* Quoted passage *

^^^^^^^^^^^^^^^^

Thursday, May 22, 2008
Dear Gwen: Month One
Did you know that on the first night of your life, neither your dad nor I got a single wink of sleep? It's true. Every time you made a noise, I was sure you were choking. Every time you were quiet, I was convinced you had stopped breathing. Eventually, we turned on the video monitor your grandpa Keith had bought us for Christmas - the video monitor I had totally mocked - and then we were able to watch you from our bed without sitting up and leaning over to check on you. Because, yeah, you were in the cradle RIGHT NEXT TO OUR BED. And we still had a monitor on you so that we could look at you every 30 seconds without sitting up.
We've gotten a little more relaxed since then. Nowadays, you make a noise and your dad and I look at each other and wait to see how serious you are. Then we play rock-paper-scissors to see who's going to deal with it.
From day one, you have had some interesting habits. You snort like a pig when you're hungry - I am hoping this is not because you have a deviated septum or something, but if you do, I'll totally nag your dad into getting you a nose job, because whatever other weird and geeky habits you may have inherited from us, you don't need to go through life with an unconscious snort. You sometimes have trouble latching on for breastfeeding, and when you do, you whimper like a beaten orphan. This should probably break my heart, but in fact it kind of makes me laugh, because you just sound so pathetic, and meanwhile I can see that the object of your desire is just millimetres away if you would just turn your silly head in the right direction.
Speaking of breastfeeding, we had some troubles with that in your second week of life. You got a very mild case of the Norwalk virus (a gift from the hospital where you were born) and it made you just lethargic enough not to be very interested in eating. In response, my milk supply dwindled. Your dad and I were congratulating each other on our wonderful sleepy baby who let us get two four-hour stretches a night, but meanwhile you were losing weight and becoming even less able to wake yourself up to eat. Once our midwife figured out what was going on, she put us on a strict schedule of feeding you every 2-3 hours, with only one 4-hour break. That was the most hellish week of motherhood so far (yes, worse even than my own bout with the Norwalk virus) - trying to wake you up at 3:30am to eat, when I was barely awake myself. We ended up having to supplement with formula for a while as well, but were lucky enough to score a Supplemental Nursing System so we could fingerfeed you instead of risking nipple confusion by giving you a bottle.
As of today, though, we are finished the formula as you have gained 4 ounces in 6 days and are now a whopping 9 pounds 2 ounces. The elimination of that crutch meant I was free to introduce the next one - a soother. So far, you are into it, though you do require a little assistance to keep it in your mouth.
As of yet, you have stalwartly refused to get into any kind of routine. I haven't tried very hard to encourage one, except for certain things I do to try and teach you that daytime is for being awake and nighttime is for being asleep. Other than that, you're in charge. I figure you'll settle into a routine when you're good and ready, though I kind of hope it's soon, because the unpredictability can be a little wearying.

^^^^^^^^^^^^^^^^

* Records supplied *

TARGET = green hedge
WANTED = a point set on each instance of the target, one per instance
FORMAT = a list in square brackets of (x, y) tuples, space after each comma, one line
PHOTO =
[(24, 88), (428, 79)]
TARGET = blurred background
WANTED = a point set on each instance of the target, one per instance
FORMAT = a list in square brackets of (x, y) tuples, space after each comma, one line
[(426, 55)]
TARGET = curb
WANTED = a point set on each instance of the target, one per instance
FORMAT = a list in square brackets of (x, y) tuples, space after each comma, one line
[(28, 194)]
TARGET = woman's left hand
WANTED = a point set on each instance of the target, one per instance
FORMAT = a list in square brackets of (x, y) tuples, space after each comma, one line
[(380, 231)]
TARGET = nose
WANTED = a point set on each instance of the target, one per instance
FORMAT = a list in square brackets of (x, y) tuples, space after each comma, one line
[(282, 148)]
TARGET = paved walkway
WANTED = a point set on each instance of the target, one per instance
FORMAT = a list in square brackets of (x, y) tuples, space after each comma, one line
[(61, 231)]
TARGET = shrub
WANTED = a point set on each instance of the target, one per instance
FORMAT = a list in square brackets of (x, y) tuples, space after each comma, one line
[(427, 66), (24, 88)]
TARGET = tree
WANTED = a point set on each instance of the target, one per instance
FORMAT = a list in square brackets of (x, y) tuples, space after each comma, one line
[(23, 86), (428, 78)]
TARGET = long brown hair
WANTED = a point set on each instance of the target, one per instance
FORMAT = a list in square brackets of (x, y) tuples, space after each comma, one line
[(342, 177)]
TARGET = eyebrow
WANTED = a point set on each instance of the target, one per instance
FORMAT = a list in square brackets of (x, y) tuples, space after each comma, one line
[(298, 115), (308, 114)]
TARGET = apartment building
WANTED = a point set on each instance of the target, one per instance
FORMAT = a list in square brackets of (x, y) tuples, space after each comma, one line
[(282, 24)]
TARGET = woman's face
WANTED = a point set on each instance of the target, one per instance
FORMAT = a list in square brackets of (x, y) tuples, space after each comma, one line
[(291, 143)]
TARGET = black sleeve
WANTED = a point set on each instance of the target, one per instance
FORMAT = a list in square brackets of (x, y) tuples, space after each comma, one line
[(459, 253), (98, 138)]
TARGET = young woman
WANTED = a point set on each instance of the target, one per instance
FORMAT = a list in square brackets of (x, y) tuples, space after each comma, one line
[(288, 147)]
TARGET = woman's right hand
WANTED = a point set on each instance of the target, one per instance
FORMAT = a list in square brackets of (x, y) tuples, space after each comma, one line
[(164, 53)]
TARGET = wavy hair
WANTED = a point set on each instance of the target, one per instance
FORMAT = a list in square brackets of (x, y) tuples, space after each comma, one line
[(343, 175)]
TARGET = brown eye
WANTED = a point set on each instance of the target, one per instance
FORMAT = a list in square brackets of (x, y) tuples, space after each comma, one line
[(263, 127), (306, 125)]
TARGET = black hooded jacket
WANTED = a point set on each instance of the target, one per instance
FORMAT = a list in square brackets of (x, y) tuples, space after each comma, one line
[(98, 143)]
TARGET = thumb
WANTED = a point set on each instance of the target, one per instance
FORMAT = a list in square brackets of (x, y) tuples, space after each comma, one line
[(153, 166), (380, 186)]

^^^^^^^^^^^^^^^^

Continue the letter to Gwen about her first month from the point at which it stops.

* Exercise response *
Your dad would want me to write down that he really does think you're surprisingly advanced for your age. He began saying that on your second day of life, because you were in his arms and began rooting (your neck muscles are really strong) and then you turned your head towards me where I was sitting beside the two of you. I don't know if you heard my voice, or smelled my familiar scent, or maybe you just got lucky. But in any case, your dad thinks you are a genius child, and also really strong.
The two things in life you hate, so far, are baths and diaper changes. I can see what these two things have in common - you're naked, perhaps cold, you're not in someone's arms which is clearly your preferred position, and people are mucking about with you. I'm sorry to tell you that both of these things are necessary. I've learned that if I change your diaper after a feeding, instead of before, sometimes you are mellow enough not to scream at me. I haven't figured out what to do about baths yet.
I will say, though, that for a person who spends most of her time soiling herself with poop, pee, and spit-up, and takes a 45-second bath only once a week, you still smell surprisingly delicious. I would certainly not smell that good were I to follow your hygiene regimen.
Even bigger than the hygiene issue is, of course, the sleep issue. We are getting it figured out, slowly. Every evening we look at you, then exchange looks and wonder, what will tonight be like? We have good nights and bad nights - bad nights being the ones where your first night feeding lasts two hours, and then you decide to wake up every hour from then on. But somehow every morning is a fresh start, an opportunity to get it right, so we keep at it. I have recently discovered the joy of co-sleeping; the joy being that when you start snuffling to be fed, I just roll over and pop my nipple into your mouth and go back to sleep. Much nicer than getting up, picking you up out of your cradle, walking to the nursery, feeding you, and then putting the two of us back to bed. With co-sleeping feeds, neither you nor I really wake up all the way, so the interruptions are less jarring. The downside is that I don't feel comfortable sharing the bed with you and your dad, so he's been relegated to a cot nearby.
Another thing I should tell you, is that I'm not 100% sure I think of you as a separate person, just yet. For the first week or so of your life, I hardly ever referred to you by name. You were always "she" or "her" as in, "I just put her to sleep," or "She's going to be hungry soon". It wasn't conscious, but I think I didn't quite realize you were on the outside of me. I call you by your name often now, but I'm still not completely separated from you. That is bound to be a slow process.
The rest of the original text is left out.